What you need to do. Copy out word for word the part of the data below that starts with the line containing "Exercise. Mark the white sky" and ends with the line containing "pixel 570 211", including both of those lines.

Stored items from a collection:
※
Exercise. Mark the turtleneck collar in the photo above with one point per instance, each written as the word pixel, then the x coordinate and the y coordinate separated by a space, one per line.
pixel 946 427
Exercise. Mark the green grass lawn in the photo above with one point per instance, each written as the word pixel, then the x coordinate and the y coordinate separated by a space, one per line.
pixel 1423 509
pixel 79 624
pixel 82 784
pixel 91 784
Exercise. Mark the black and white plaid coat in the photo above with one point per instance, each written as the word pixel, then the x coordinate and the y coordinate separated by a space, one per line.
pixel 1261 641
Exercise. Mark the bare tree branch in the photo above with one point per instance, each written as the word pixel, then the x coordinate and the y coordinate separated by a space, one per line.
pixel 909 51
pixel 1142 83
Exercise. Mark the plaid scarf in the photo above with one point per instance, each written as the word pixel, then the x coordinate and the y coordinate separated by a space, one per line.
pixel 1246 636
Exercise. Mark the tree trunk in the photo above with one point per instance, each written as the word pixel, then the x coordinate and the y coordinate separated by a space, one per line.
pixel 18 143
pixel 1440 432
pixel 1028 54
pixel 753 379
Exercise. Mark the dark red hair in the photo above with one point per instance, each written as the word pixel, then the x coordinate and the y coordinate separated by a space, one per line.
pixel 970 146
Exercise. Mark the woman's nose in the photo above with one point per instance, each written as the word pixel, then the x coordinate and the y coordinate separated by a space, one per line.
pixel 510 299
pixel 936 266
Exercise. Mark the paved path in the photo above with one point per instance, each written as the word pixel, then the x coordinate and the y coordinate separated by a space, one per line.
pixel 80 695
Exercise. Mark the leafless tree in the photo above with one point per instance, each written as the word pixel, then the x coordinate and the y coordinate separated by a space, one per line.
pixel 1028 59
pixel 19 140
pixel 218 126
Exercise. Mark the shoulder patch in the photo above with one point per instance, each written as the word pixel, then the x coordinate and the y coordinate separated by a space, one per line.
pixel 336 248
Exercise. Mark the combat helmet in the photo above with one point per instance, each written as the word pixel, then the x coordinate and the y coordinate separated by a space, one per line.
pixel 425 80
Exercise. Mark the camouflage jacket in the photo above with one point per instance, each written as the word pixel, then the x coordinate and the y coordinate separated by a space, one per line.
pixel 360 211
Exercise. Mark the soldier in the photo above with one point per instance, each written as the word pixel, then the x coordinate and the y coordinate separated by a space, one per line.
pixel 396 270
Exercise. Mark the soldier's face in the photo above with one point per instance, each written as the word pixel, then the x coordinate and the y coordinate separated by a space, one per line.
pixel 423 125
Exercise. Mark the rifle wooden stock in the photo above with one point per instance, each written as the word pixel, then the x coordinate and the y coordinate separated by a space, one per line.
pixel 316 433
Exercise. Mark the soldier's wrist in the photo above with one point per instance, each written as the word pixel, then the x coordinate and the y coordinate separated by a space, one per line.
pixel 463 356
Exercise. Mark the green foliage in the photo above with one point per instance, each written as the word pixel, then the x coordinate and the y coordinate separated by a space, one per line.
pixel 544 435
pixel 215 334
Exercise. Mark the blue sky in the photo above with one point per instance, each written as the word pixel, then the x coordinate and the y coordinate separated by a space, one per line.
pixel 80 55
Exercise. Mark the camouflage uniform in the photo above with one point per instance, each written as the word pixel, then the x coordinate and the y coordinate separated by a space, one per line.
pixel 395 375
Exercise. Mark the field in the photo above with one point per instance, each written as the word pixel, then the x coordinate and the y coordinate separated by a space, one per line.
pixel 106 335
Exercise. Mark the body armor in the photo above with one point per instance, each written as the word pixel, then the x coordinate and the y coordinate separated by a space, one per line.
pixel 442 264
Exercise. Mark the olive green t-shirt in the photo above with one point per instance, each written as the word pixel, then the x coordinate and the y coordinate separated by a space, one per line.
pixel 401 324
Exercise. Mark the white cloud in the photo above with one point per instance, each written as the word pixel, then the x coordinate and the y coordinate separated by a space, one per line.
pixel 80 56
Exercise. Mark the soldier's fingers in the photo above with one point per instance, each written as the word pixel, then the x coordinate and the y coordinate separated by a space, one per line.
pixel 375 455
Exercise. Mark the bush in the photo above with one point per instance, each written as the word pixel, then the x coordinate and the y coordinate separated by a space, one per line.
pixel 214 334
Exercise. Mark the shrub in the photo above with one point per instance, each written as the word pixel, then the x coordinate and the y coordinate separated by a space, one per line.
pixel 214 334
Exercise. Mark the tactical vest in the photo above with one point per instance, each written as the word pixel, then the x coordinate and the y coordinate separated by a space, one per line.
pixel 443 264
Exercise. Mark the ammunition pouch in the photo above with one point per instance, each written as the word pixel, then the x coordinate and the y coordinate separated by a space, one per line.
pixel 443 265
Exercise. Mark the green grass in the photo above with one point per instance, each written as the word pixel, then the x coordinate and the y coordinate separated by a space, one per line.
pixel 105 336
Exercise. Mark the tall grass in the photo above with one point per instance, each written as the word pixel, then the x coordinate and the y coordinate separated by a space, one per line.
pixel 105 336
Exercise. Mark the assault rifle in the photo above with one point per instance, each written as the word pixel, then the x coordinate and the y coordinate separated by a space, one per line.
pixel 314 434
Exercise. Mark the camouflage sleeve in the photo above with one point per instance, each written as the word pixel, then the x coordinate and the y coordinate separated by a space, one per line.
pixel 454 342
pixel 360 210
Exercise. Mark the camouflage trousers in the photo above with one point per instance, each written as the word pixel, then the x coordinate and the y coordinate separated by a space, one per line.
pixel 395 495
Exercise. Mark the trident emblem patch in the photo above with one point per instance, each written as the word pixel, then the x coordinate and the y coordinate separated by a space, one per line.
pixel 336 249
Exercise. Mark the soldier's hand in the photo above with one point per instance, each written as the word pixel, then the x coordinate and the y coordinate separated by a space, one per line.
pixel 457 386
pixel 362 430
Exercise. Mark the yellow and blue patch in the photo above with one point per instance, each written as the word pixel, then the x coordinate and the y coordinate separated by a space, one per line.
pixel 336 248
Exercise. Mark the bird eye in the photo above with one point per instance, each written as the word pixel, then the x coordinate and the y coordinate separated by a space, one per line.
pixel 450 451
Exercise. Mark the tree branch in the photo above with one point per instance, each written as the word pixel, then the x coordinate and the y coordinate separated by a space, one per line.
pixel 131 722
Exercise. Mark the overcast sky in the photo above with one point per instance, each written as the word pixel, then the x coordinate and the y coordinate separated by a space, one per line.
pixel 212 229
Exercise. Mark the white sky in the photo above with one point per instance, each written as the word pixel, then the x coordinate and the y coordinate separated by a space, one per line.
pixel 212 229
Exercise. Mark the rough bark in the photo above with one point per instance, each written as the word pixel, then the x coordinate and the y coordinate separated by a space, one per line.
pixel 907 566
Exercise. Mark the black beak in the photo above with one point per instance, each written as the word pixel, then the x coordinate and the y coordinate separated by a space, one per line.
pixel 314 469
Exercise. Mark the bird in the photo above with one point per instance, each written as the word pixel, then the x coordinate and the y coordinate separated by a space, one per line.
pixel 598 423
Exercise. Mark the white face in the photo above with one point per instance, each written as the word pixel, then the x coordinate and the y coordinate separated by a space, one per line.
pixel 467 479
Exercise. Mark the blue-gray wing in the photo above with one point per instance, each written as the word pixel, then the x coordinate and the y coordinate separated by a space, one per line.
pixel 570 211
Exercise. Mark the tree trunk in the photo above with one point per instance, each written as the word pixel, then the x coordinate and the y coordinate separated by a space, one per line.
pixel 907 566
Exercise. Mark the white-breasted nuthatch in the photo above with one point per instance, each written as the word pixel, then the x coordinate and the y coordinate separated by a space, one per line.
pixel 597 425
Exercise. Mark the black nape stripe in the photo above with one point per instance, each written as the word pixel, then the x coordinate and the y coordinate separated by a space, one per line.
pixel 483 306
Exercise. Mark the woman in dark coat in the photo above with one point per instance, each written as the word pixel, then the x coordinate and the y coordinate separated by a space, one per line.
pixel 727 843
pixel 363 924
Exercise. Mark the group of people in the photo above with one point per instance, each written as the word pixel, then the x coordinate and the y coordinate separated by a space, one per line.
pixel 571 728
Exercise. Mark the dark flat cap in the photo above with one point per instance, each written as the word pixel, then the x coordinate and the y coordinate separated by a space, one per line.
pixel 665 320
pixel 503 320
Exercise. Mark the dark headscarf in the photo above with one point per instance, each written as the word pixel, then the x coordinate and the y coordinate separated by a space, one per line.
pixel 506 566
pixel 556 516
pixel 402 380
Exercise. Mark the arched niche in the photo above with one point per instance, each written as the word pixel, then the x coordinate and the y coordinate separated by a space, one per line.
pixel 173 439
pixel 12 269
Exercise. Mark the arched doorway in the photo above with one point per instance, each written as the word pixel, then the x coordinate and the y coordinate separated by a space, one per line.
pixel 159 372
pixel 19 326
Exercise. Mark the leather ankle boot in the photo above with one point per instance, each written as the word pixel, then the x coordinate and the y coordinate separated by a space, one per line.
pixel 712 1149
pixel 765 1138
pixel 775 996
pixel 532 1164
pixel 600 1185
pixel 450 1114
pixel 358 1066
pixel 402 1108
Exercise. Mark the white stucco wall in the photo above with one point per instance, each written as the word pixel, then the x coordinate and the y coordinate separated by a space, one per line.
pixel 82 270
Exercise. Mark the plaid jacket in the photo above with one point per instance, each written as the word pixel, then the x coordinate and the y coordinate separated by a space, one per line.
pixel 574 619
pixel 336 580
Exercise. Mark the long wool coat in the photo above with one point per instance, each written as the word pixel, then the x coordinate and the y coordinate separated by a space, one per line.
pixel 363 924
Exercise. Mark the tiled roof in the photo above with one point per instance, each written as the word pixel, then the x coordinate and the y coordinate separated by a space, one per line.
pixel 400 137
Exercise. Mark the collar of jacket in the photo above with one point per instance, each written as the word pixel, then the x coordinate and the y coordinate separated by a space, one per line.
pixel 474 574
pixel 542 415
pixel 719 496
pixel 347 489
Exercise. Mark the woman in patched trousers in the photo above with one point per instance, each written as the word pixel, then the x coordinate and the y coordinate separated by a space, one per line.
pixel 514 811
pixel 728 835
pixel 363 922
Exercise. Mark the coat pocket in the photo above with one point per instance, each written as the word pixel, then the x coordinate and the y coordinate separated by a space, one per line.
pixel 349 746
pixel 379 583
※
Solution to this task.
Exercise. Mark the white sky in the photo above with one point per instance, each written as the word pixel, then the x coordinate and the y coordinate separated by a space, one per line.
pixel 212 229
Exercise. Mark the rough bark in the photo above with one point per instance, each written as the word pixel, then the x coordinate and the y coordinate separated by a space, one per line.
pixel 907 566
Exercise. Mark the black beak in the photo above with one point per instance, each written as the word pixel, then the x coordinate and the y coordinate separated by a space, one per line.
pixel 314 469
Exercise. Mark the bird in the photo above with one point per instance, each written as the word pixel, then the x coordinate and the y coordinate separated by a space, one per line.
pixel 598 423
Exercise. Mark the white face in the photo above with one point per instance, each written as the word pixel, then the x coordinate and the y coordinate separated by a space, one per line.
pixel 467 479
Exercise. Mark the blue-gray wing in the photo above with one point per instance, each written as the word pixel, then the x coordinate and the y coordinate separated by a space, one per line.
pixel 570 211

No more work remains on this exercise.